Vor allem Wut. Der Senat hat sich ganz einfach über den offensichtlichen Willen der großen Mehrheit hinweggesetzt, die er angeblich vertreten soll.
Video: Reaktionen auf die Ablehnung des Gesetzes in Córdoba / Argentinien
Aber war das nicht zu erwarten?
Für mich kam es nicht ganz unerwartet, denn der Senat ist bekanntlich extrem konservativ und eine Reihe Vertreter sind eng liiert mit der katholischen Kirche, der wichtigsten Kraft gegen eine Gesetzesänderung. Aber auch wenn dieser Kampf noch nicht gewonnen ist, fühlt sich die Frauenbewegung keineswegs geschlagen.
Warum?
════════════════
AUFGABENSTELLUNG A
Wiederhole die Stelle aus dem Textauszug wörtlich, von "Für mich kam" bis "Frauenbewegung keineswegs geschlagen.".
AUFGABENSTELLUNG B
Entnimm den Datensätzen jede Zeile, in der die Zeichenfolge "patio" vorkommt. Groß- und Kleinschreibung sind dabei zu beachten.
Der Textauszug und die Datensätze haben inhaltlich nichts miteinander zu tun.

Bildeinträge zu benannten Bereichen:
════════════════
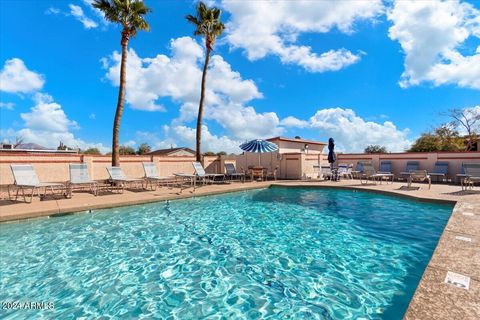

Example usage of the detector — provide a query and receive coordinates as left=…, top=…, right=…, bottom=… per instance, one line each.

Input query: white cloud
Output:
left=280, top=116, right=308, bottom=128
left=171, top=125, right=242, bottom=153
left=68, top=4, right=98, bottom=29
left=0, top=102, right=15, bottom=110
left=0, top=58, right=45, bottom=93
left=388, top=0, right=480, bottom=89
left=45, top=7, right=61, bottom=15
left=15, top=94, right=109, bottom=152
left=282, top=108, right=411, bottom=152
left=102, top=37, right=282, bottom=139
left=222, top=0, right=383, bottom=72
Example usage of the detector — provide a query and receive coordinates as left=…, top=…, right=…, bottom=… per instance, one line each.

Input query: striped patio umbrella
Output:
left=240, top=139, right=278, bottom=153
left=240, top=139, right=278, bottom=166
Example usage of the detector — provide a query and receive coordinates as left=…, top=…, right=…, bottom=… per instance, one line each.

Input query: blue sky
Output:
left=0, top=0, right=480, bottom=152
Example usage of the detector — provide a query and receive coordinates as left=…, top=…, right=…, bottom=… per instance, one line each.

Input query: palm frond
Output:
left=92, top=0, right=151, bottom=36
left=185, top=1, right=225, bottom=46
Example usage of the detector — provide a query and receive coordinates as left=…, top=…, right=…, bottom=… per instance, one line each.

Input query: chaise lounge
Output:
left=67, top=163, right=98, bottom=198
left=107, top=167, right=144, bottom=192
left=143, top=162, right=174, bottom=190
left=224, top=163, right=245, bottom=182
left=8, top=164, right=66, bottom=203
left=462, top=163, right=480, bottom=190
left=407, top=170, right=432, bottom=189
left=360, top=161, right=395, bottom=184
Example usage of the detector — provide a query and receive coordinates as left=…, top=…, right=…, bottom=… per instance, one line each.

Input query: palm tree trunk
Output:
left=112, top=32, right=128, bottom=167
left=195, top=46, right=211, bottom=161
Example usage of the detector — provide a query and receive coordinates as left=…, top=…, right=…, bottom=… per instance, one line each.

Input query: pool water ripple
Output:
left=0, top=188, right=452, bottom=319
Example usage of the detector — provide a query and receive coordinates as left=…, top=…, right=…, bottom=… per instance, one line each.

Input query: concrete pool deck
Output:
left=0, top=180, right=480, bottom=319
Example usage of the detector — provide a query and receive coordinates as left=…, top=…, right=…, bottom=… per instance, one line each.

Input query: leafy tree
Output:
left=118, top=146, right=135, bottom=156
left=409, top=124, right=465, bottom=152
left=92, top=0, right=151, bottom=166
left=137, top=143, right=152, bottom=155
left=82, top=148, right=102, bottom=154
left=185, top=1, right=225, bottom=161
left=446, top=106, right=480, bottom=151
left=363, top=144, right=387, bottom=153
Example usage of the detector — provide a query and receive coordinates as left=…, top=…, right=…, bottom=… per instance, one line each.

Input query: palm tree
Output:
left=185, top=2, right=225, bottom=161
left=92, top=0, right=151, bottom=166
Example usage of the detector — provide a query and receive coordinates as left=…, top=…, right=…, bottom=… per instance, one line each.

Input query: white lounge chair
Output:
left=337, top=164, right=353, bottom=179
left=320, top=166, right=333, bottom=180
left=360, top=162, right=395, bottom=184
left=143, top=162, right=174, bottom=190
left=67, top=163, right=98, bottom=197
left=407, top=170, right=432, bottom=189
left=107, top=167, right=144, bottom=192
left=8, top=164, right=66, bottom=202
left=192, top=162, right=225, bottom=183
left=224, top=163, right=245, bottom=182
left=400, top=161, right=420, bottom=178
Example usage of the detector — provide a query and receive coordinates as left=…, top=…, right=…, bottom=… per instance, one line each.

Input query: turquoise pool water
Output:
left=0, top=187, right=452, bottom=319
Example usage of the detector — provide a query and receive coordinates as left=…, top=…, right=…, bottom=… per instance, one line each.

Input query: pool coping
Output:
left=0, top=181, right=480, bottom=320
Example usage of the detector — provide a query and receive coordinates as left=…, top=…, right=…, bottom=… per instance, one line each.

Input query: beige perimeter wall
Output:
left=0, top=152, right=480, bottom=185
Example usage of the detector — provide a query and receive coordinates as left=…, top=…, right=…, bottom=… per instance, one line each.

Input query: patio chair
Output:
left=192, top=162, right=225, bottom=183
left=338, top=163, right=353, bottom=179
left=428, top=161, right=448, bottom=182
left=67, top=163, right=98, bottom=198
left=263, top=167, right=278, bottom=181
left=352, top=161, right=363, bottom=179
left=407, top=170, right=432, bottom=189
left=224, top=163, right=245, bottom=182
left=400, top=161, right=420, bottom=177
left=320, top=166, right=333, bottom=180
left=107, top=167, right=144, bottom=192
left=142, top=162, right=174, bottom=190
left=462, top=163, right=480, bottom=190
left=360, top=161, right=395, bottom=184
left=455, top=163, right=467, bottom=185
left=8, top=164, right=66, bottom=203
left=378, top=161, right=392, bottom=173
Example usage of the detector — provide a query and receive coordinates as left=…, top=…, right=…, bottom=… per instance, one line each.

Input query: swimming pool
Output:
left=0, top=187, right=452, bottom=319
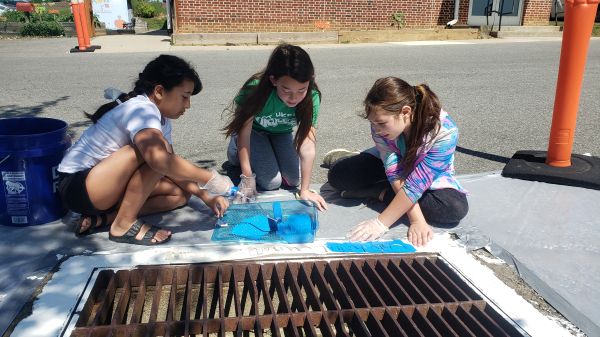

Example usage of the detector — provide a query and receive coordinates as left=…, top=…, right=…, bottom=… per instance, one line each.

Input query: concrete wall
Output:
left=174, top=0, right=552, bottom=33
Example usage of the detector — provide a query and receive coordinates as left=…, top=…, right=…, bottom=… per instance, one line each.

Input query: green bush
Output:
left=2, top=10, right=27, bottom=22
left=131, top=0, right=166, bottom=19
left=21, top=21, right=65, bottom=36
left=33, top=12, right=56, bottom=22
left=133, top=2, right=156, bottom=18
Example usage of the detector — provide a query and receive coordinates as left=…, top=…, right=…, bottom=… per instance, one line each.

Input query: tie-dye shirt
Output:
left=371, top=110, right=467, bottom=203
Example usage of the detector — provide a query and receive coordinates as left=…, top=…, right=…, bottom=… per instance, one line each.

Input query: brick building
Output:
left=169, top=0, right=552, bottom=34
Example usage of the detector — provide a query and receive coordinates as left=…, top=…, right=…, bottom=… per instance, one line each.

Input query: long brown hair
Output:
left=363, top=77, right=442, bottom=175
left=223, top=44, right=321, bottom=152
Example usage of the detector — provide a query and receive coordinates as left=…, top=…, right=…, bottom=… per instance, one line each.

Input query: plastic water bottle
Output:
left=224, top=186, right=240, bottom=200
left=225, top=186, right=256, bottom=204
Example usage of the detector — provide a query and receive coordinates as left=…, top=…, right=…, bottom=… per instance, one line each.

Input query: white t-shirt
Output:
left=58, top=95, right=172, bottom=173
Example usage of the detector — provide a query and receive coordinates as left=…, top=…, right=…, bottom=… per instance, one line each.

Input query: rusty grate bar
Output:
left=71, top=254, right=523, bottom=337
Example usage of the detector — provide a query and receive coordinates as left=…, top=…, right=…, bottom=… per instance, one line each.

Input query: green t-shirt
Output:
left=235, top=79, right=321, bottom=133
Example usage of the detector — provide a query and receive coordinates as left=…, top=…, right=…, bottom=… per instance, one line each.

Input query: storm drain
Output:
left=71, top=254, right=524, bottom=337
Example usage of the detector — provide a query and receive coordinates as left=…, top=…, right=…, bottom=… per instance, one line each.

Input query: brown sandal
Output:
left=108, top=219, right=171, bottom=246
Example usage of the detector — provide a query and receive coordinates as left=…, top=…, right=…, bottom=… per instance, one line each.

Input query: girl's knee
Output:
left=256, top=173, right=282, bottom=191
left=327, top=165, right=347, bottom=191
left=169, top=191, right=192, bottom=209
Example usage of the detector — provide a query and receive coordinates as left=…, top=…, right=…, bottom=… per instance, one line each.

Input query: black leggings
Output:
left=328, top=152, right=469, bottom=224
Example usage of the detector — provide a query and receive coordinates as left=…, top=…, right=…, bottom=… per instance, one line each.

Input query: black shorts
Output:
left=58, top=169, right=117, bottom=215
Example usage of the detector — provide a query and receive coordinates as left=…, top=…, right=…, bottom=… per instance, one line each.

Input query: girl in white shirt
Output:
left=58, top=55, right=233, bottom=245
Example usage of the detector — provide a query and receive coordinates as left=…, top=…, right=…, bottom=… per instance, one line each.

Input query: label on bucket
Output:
════════════════
AUSGEARBEITETE LÖSUNG A
Für mich kam es nicht ganz unerwartet, denn der Senat ist bekanntlich extrem konservativ und eine Reihe Vertreter sind eng liiert mit der katholischen Kirche, der wichtigsten Kraft gegen eine Gesetzesänderung. Aber auch wenn dieser Kampf noch nicht gewonnen ist, fühlt sich die Frauenbewegung keineswegs geschlagen.

AUSGEARBEITETE LÖSUNG B
Input query: striped patio umbrella
Input query: patio chair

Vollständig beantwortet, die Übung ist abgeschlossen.